Directives:
a: In the review excerpt about the Regional Office, what is the Regional Office ostensibly?
b: Carry on the review excerpt about the Regional Office, starting after its final line.

And there are certainly moments of brilliance. Take Sarah O’Hara, the Regional Office agent with a bionic arm. Okay, who cares? We’ve seen this stuff before, right?

But what a fucking bionic arm it is! Once the Regional Office is under attack, the invaders neutralize Sarah and remove her arm. Which crawls back to her on its own, annihilating anyone in its way. Gonzales makes the brilliant decision to show this from the point-of-view of the non-superhuman Regional Office employees (It’s ostensibly a travel agency), who are attempting to escape the assault:

It was an unsettling sight, that bodiless monstrosity, half-covered in tattered pieces of skin, coming toward us. Not that any of us had spent considerable time pondering the way an arm might move itself – maybe humping itself forward like some kind of legless caterpillar – but seeing an arm move itself toward us made each of us realize that we probably would have imagined it wrong.

What a fantastic chapter. Gonzales provides more texture to the strange, yet familiar world of the Regional Office. He humanizes its employees – shows that the attack takes a real human toll, and he totally moves the plot forward. Because that arm’s sentience plays a significant role later on.

And yet, and yet, and yet.

Stored rows:
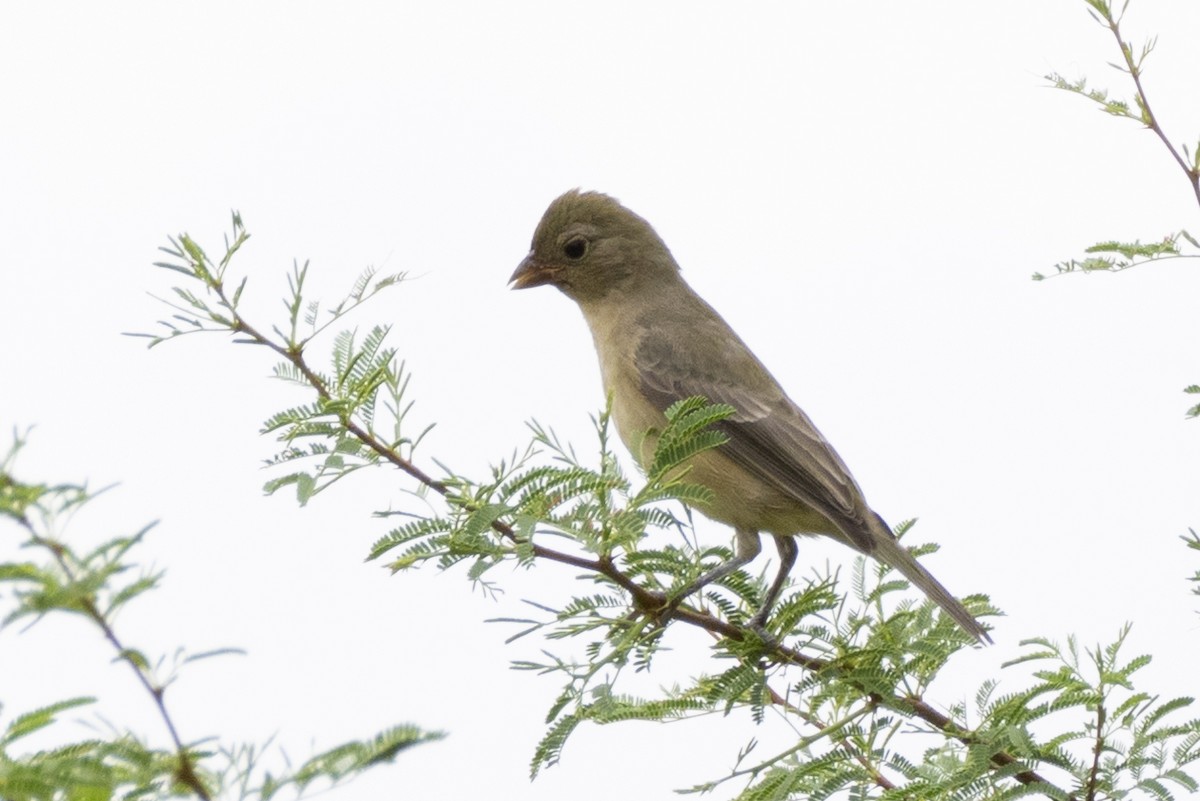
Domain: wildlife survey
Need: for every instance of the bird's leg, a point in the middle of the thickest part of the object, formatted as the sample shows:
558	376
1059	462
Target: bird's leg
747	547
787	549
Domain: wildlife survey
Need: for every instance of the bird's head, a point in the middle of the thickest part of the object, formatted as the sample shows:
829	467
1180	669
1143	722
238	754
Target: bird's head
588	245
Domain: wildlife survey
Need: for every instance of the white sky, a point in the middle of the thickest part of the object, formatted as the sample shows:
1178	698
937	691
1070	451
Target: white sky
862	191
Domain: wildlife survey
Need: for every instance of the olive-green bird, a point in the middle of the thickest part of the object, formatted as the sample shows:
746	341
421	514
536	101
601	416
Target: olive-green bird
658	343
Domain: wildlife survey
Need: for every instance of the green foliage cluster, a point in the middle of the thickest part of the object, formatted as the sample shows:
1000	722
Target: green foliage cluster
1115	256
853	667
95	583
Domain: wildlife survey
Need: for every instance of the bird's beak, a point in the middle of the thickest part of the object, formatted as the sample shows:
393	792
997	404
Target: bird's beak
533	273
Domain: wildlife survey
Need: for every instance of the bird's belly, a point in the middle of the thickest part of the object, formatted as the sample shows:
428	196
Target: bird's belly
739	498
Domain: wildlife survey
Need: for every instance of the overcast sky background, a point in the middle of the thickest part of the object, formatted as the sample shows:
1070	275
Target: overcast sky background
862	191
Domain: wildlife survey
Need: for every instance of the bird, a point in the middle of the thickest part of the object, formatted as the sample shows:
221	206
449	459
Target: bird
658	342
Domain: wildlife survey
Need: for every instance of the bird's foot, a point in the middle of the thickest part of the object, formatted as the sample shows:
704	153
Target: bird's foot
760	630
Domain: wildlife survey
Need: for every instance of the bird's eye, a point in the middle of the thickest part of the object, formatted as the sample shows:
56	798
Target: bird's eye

The results:
a: A travel agency.

b:
These fantastic moments add up to very little. What happens to the woman with the bionic arm? Well, there’s quite an evolution – both psychological and physical. It’s a moment that could open up the book even more. It could address, I dunno, the way a young woman is hardened by betrayal and loss, and the sudden, unexpected flush of power. Instead, the book has a final fight scene, and ends.

Further, Gonzales is meticulous when describing – often with an ironic edge – action or the destructive power of supernatural weaponry. But soon, it feels pretty rote. Even his characters grow tired. His book is almost uniformly populated with sassy, outcast superpowered women who armor themselves with snark. They aren’t literally all the same character, but they sure feel that way.

So this book just feels too surface-y. That’s too bad because Gonzales is clearly a talented writer, capable of doing so much more with his amazing, bizarre concept.